Disallowance of interest expenses u/s.36(l)(iii) - HELD THAT:- As decided in BHOGILAL RAMJIBHAI ATARA [2014 (2) TMI 794 - GUJARAT HIGH COURT] AO undertook exercise to verify records of so called creditors and found that creditors had no dealing with assessee - Assessing Officer further having found that debts were outstanding since several years applied section 41(1) and added above amount in income of assessee as deemed income - There was nothing on record to suggest that there was remission or cessation of liability that too during previous year relevant to assessment year
Addition in respect of the old, brought forward liability - HELD THAT:- Addition originally made by the A.O. in respect of the old, brought forward liability of this amount towards M/s. Om Steel, which was reflected in the books under the head “Advance from custormers”. The finding of judgment in the case of CIT vs. Bhogilal Ramjibhai Atara [2014 (2) TMI 794 - GUJARAT HIGH COURT] will apply to this ground as well. Therefore, we allow this objection of the assessee.

> [GIVEN PROBLEM 1]
In the tax ruling excerpt, list each action its first paragraph says the Assessing Officer took.

> [PROVIDED DATA]

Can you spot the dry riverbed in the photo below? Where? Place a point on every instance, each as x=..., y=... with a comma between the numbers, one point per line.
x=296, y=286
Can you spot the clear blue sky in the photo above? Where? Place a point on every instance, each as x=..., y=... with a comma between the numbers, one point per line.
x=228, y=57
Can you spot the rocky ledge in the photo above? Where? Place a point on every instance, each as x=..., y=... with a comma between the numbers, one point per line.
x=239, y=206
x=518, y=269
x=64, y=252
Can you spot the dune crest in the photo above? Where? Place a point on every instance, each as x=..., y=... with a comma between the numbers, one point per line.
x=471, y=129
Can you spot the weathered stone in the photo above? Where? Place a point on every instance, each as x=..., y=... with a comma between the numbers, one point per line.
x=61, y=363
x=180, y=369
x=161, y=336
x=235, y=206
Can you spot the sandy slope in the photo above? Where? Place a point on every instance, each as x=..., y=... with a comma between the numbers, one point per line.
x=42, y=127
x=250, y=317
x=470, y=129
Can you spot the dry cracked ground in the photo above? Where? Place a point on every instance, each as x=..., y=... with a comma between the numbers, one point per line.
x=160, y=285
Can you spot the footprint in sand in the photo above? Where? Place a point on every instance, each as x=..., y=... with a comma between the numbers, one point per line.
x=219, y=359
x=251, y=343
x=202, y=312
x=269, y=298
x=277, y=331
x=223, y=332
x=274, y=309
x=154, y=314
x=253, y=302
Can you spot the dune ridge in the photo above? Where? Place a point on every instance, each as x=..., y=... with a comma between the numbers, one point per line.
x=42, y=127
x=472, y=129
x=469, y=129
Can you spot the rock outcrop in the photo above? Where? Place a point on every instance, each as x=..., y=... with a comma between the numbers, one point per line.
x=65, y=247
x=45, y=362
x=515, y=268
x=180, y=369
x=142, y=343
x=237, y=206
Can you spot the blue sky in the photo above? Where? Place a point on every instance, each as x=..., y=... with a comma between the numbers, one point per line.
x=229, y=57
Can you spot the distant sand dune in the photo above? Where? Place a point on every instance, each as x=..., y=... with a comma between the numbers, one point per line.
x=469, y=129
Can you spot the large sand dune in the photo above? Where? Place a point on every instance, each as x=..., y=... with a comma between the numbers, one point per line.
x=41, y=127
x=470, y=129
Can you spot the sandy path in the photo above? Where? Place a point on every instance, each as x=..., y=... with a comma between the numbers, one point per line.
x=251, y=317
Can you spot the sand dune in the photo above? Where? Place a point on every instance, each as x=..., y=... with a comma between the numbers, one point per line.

> [GIVEN PROBLEM 2]
Edit the listing from the line containing "Can you spot the clear" through the line containing "x=471, y=129", replacing "Place a point" with "Mark a point" and leaving everything else as it is.

> [FINAL RESULT 1]
- Undertook an exercise to verify the records of the so-called creditors
- Found that the creditors had no dealing with the assessee
- Found that the debts had been outstanding for several years
- Applied section 41(1)
- Added the amount to the assessee's income as deemed income

> [FINAL RESULT 2]
Can you spot the clear blue sky in the photo above? Where? Mark a point on every instance, each as x=..., y=... with a comma between the numbers, one point per line.
x=228, y=57
Can you spot the rocky ledge in the photo above? Where? Mark a point on every instance, each as x=..., y=... with a comma between the numbers, one point per line.
x=239, y=206
x=518, y=269
x=64, y=252
Can you spot the dune crest in the photo above? Where? Mark a point on every instance, each as x=..., y=... with a comma between the numbers, one point per line.
x=471, y=129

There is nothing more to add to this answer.